** Text shown follows **
The Deconversion of a Social Justice Warrior

From the Political Deconversions thread, this recently posted account from Mountain Feist is kind of amazing. It’s about a deconversion from a certain kind of cultural politics:


My parents had a self conscious, socially respectable sort of conservatism that they attempted to pass on to me. We were nominally Lutheran, and as a child it seemed less a real faith then just belonging to the right club (the respectable people). My dad was an American success story. He went from poor West Virginia logger to wealthy upper management. Our family paid the price with a near absent dad, a perpetually stressed mom, and no real relationship with extended family. I do not have a hometown to speak of– my family sacrificed that in pursuit of the American dream.


I rebelled against what I felt was the superficiality of the religion, against my mother’s perpetual anger, and against being uprooted so much as a young person. Much of that rebellion came from the worst parts of me, but it was inspired by a genuine rejection of the materialist values and lukewarm nominalism of my parents. I became as far left as I could be. I spent my twenties in increasingly confrontational left wing activism, much of which I am ashamed of today. I was also battling alcoholism and an extreme depression (largely existential) at the time. This didn’t exactly help my judgment.
** End of Text shown **
** Information given follows **
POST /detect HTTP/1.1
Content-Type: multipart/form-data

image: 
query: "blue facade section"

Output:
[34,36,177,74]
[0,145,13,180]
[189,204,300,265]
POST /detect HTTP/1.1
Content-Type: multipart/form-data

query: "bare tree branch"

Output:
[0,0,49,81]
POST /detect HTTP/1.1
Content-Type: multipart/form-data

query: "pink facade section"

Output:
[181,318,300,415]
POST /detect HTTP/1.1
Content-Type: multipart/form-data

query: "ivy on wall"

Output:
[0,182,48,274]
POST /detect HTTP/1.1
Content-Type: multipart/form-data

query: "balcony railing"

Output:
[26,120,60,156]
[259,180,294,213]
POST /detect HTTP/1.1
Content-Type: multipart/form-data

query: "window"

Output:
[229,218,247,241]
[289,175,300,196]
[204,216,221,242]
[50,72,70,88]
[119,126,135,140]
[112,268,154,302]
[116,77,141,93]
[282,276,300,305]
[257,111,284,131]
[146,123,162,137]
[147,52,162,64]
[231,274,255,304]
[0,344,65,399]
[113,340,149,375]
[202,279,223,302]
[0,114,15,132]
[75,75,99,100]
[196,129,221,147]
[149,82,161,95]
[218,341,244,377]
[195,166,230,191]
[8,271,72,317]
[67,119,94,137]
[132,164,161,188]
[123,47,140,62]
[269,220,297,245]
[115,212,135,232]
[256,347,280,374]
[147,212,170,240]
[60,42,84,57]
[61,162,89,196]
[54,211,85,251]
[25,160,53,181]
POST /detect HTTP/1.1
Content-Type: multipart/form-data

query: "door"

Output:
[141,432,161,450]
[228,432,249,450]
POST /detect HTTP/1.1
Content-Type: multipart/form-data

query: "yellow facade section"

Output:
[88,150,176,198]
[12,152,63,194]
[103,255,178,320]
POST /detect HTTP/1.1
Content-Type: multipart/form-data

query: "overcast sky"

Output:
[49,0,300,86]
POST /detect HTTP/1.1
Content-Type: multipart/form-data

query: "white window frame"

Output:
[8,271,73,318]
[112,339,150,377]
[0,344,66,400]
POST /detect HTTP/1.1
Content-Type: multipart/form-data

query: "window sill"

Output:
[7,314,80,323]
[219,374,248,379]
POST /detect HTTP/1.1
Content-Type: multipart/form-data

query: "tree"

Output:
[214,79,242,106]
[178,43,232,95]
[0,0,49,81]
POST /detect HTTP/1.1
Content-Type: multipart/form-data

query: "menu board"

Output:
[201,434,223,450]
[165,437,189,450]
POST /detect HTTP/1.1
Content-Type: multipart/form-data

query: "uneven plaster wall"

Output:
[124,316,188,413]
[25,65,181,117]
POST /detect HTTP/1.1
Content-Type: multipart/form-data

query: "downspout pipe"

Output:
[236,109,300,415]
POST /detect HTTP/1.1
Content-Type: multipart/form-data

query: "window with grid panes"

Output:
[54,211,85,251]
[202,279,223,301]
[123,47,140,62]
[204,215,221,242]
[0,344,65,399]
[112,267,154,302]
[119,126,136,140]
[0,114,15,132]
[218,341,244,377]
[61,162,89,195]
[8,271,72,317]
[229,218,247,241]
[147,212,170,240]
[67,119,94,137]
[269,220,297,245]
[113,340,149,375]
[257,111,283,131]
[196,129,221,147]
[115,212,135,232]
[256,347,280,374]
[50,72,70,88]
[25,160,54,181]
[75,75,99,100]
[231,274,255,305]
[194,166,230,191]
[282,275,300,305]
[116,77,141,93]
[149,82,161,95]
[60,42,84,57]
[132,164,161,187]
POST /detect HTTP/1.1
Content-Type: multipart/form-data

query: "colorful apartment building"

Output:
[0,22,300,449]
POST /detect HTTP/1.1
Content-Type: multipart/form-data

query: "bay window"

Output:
** End of Information given **
Tasks and exercises:
1. Reproduce the deconversion account from "From the Political" to "the American dream.", substituting "father" for "dad".
2. Say whether each statement agrees with the deconversion account, answering yes or no and quoting the words that decide it.
(a) The writer's family was nominally Lutheran.
(b) The writer's father started out as a logger in West Virginia.
(c) The writer spent their twenties in right-wing activism.
3. Answer these questions from the deconversion account.
(a) In which thread was the account posted?
(b) What level of work did the writer's father eventually reach?
(c) Besides alcoholism, what was the writer battling during those years?
The stored entries are separate material and have no connection to the deconversion account.

Task-by-task answers:
1.
From the Political Deconversions thread, this recently posted account from Mountain Feist is kind of amazing. It’s about a deconversion from a certain kind of cultural politics:


My parents had a self conscious, socially respectable sort of conservatism that they attempted to pass on to me. We were nominally Lutheran, and as a child it seemed less a real faith then just belonging to the right club (the respectable people). My father was an American success story. He went from poor West Virginia logger to wealthy upper management. Our family paid the price with a near absent father, a perpetually stressed mom, and no real relationship with extended family. I do not have a hometown to speak of– my family sacrificed that in pursuit of the American dream.

2.
(a) Yes: "We were nominally Lutheran"
(b) Yes: "He went from poor West Virginia logger to wealthy upper management."
(c) No: "I spent my twenties in increasingly confrontational left wing activism"

3.
(a) The Political Deconversions thread.
(b) Wealthy upper management.
(c) An extreme depression, largely existential.